> Data excerpts

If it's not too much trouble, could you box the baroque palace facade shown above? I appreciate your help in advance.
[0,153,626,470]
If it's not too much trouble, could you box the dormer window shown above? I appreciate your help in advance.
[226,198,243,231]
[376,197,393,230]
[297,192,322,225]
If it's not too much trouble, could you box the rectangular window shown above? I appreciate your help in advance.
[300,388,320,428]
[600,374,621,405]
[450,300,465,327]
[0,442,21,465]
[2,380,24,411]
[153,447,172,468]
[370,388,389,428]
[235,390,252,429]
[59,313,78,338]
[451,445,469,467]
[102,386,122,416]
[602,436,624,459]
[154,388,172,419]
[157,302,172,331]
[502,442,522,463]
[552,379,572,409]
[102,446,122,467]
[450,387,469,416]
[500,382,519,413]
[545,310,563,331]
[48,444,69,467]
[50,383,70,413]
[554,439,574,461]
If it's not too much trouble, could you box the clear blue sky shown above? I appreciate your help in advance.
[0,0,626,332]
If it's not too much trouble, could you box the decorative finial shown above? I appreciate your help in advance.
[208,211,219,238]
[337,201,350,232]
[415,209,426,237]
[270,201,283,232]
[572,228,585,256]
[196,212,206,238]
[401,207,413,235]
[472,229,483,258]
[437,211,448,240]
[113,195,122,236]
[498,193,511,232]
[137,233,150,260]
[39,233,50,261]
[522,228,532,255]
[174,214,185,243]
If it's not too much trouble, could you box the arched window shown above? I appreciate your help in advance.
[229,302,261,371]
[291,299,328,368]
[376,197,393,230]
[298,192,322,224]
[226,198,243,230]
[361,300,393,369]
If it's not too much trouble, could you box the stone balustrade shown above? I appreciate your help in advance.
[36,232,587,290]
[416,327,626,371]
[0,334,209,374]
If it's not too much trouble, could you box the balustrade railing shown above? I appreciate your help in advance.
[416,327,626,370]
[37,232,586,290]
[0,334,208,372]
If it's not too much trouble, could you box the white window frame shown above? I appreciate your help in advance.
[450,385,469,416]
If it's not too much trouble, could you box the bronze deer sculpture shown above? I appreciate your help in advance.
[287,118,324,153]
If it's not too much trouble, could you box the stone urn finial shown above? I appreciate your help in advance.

> To be done
Lay out every line of the entries above as a JSON list of strings, one string per line, with blank lines omitted.

> Exercise output
[
  "If it's not too much trouble, could you box the baroque palace facade shown above? I appreciate your help in advance.",
  "[0,153,626,470]",
  "If it's not too much trouble, could you box the dormer window shown above? I appreciate your help in advance.",
  "[226,198,243,231]",
  "[376,197,393,230]",
  "[297,192,322,225]",
  "If it's not too much trouble, could you box the rectangular window shown above? I appreciate your help in advance.",
  "[300,388,320,428]",
  "[600,374,621,405]",
  "[450,300,465,327]",
  "[0,442,21,465]",
  "[2,380,24,411]",
  "[153,447,172,468]",
  "[370,388,389,428]",
  "[235,390,252,429]",
  "[59,313,78,338]",
  "[451,445,469,467]",
  "[102,386,122,416]",
  "[602,436,624,459]",
  "[154,388,172,419]",
  "[157,302,172,331]",
  "[502,442,522,463]",
  "[552,379,572,409]",
  "[102,446,122,467]",
  "[450,387,469,416]",
  "[500,382,519,413]",
  "[545,310,563,331]",
  "[48,444,69,467]",
  "[50,383,70,413]",
  "[554,439,574,461]",
  "If it's not too much trouble, could you box the clear blue sky shown above? I appreciate your help in advance.",
  "[0,0,626,332]",
  "If it's not too much trouble, could you box the decorative finial shown above? I appreciate your help in advance.",
  "[208,211,219,238]",
  "[337,201,350,232]",
  "[415,209,426,237]",
  "[270,201,283,232]",
  "[572,228,585,256]",
  "[196,212,206,238]",
  "[401,207,413,235]",
  "[472,229,483,258]",
  "[437,211,448,240]",
  "[113,195,122,236]",
  "[498,193,511,232]",
  "[137,233,150,260]",
  "[39,233,50,261]",
  "[522,228,532,255]",
  "[174,214,185,243]",
  "If it's not too much trouble, could you box the arched window shown above? I appreciate your help in advance.",
  "[229,302,261,371]",
  "[291,299,328,368]",
  "[376,197,393,230]",
  "[298,192,322,224]",
  "[226,198,243,230]",
  "[361,300,393,369]",
  "If it's not too much trouble, could you box the stone balustrade shown above? I appreciate your help in advance.",
  "[36,232,587,290]",
  "[416,327,626,371]",
  "[0,334,209,374]",
  "If it's not too much trouble, could you box the balustrade railing shown above? I appreciate your help in advance.",
  "[416,327,626,370]",
  "[37,232,586,290]",
  "[0,334,208,372]",
  "If it's not too much trouble, could you box the white window frame shown above? I appreciate your help in advance.",
  "[450,385,469,416]",
  "If it's not too much trouble, could you box the bronze deer sculpture shown above? I appreciate your help in advance.",
  "[287,118,324,153]",
  "If it's not too much trouble, could you box the stone urn finial shown above? I appreciate your help in advance."
]